══ Supplied material
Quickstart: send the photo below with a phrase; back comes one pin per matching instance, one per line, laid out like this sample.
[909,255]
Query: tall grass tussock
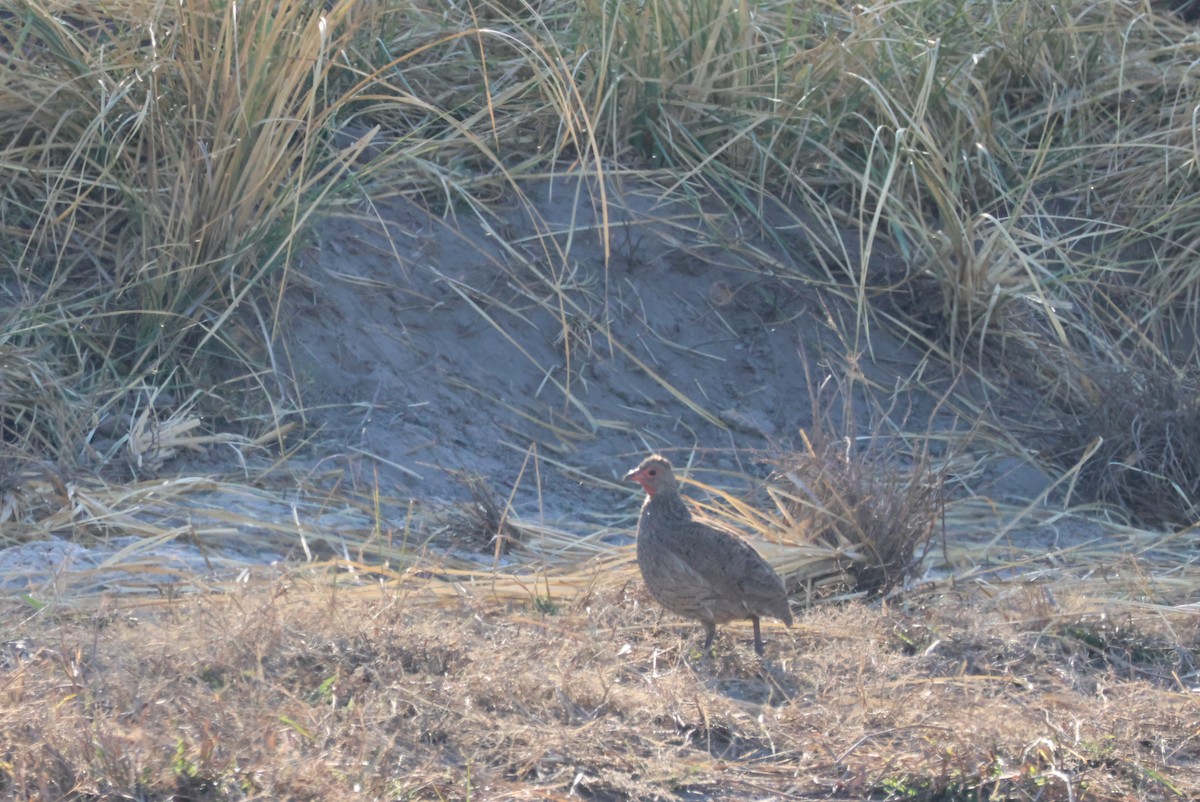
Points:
[1007,189]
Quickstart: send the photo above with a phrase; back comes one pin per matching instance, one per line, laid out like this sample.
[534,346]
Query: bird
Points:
[699,572]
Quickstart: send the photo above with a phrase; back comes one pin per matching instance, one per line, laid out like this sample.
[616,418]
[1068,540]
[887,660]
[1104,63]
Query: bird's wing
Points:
[725,561]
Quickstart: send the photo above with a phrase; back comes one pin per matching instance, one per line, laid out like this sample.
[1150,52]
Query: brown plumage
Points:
[695,570]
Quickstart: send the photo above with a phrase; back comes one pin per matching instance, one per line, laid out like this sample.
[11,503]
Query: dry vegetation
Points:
[1020,179]
[305,693]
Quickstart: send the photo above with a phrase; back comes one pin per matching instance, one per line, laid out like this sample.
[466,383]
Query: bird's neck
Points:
[667,503]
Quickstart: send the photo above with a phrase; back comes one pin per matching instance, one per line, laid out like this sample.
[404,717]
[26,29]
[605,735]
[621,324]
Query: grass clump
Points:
[397,693]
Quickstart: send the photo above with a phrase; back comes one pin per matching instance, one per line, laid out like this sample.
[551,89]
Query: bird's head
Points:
[654,474]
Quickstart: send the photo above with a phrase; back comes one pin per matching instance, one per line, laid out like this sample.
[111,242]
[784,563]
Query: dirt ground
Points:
[504,345]
[433,347]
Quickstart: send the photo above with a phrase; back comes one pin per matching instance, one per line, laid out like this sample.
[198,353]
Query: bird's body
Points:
[696,570]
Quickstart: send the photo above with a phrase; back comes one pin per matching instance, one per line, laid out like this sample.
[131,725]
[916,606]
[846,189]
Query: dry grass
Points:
[317,692]
[1020,175]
════
Pick out every line above that contains the string "bird", and copy each one. Matching is case-sensitive.

### Solution
Query: bird
Query: bird's wing
Query: bird's neck
Query: bird's head
Query: bird's body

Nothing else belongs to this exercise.